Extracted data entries
=-=-=
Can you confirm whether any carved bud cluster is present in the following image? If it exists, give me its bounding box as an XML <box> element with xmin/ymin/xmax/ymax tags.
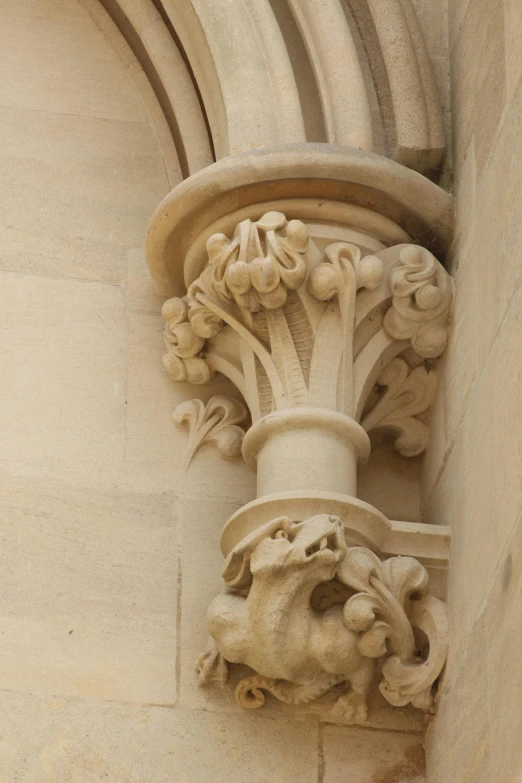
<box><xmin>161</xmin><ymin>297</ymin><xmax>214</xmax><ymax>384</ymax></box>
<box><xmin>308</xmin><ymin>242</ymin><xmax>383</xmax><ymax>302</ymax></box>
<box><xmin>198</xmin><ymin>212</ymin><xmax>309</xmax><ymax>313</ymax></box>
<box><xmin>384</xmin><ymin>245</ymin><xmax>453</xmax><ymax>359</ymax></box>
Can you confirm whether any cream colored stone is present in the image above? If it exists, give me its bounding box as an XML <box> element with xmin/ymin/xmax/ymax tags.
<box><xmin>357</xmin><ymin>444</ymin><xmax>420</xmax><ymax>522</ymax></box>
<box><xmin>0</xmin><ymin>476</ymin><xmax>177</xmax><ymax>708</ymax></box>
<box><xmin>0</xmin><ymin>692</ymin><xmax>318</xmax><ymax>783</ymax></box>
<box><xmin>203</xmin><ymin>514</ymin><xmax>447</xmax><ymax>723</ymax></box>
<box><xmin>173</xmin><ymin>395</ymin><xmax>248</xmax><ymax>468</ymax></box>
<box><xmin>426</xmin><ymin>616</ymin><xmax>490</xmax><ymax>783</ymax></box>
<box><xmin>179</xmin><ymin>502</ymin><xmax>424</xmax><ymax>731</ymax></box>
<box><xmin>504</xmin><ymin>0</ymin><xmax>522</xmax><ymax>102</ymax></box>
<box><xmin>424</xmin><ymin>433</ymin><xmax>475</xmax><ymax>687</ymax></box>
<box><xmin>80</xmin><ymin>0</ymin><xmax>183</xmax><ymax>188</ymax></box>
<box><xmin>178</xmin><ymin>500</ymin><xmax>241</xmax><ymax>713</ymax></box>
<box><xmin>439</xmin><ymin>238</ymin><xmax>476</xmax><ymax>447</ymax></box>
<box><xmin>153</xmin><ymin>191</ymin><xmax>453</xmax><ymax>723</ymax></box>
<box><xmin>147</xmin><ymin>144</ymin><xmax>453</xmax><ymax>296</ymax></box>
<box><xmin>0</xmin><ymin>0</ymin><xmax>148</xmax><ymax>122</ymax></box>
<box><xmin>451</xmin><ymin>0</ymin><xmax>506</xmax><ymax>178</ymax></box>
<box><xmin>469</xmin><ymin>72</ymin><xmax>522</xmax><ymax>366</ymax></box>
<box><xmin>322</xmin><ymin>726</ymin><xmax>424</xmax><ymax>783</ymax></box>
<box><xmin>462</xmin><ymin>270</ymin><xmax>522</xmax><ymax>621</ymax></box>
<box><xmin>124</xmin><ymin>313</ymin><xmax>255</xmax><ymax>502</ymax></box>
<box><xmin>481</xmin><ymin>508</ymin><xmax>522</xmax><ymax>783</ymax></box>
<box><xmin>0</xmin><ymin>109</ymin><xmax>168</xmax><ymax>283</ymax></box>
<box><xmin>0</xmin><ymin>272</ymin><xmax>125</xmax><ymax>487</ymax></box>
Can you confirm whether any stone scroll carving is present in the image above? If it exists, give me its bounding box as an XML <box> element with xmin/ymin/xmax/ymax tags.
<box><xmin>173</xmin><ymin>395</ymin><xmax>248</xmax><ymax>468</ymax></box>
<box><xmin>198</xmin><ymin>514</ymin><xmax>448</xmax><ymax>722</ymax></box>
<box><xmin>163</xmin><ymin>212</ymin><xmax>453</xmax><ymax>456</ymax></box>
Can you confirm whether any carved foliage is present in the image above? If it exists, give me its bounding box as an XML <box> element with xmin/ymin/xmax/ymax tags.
=-=-=
> [Task description] Report, word for word, every line in the items above that contains the string "stone".

> [Problem solution]
Can you confirm whether any cream colored stone is present in the image above? If it exists, give me its bounding box as an XML <box> element with xmin/ymin/xmax/ymax tags.
Can you confirm whether any stone scroll carving is present in the image above? If it exists, give me its bounding box as an XML <box> element with xmin/ymin/xmax/ymax tags.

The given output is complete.